── Raw data ──

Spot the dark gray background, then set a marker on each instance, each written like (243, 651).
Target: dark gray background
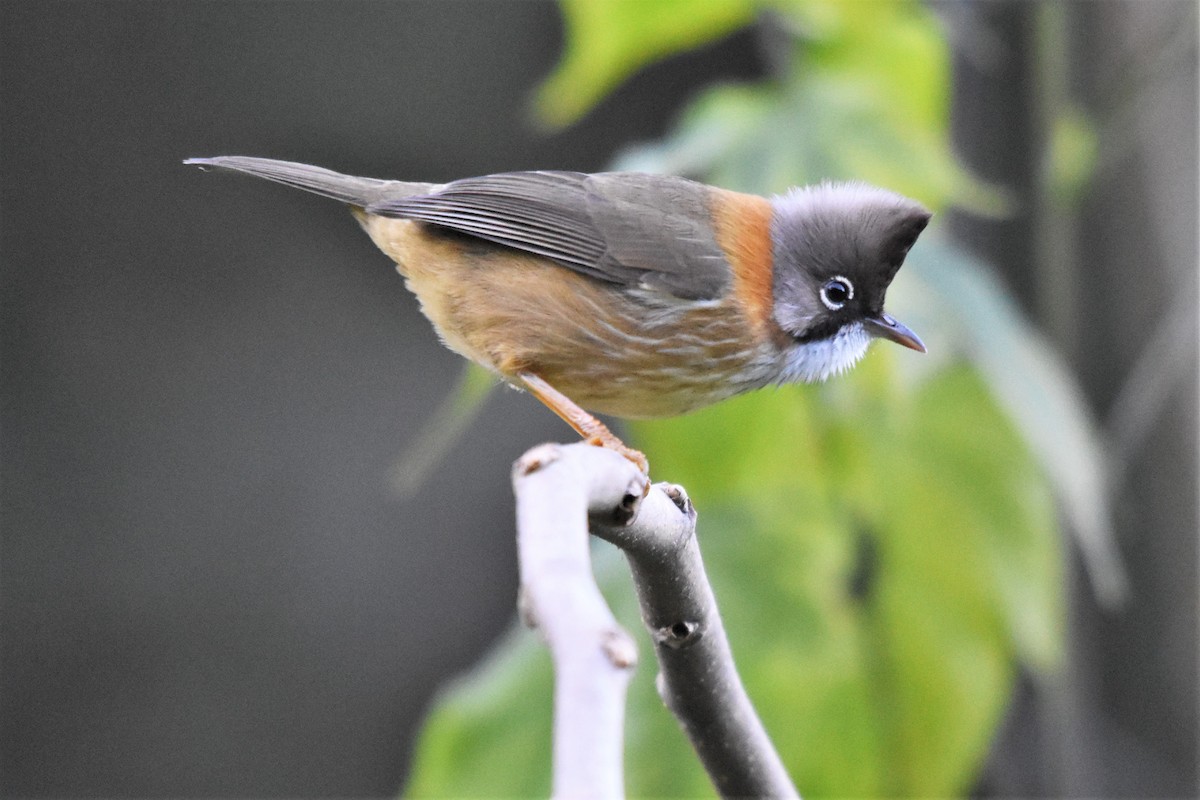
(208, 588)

───
── Raw data ──

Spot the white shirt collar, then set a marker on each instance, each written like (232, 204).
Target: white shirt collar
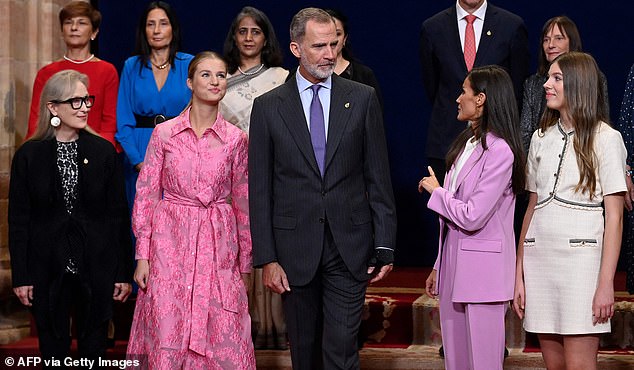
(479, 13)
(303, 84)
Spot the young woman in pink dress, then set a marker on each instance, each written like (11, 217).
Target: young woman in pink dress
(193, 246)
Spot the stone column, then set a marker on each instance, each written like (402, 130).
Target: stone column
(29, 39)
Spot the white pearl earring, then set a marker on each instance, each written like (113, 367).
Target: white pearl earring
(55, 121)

───
── Raw data ──

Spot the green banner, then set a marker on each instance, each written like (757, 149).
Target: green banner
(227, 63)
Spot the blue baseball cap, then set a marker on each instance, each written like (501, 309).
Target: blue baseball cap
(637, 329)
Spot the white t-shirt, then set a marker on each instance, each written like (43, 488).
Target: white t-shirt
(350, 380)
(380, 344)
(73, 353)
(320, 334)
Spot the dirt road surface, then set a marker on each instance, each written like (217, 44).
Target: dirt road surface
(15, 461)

───

Aim:
Count the lines above that contain the word "like". Reply with the number alone.

Correct result:
9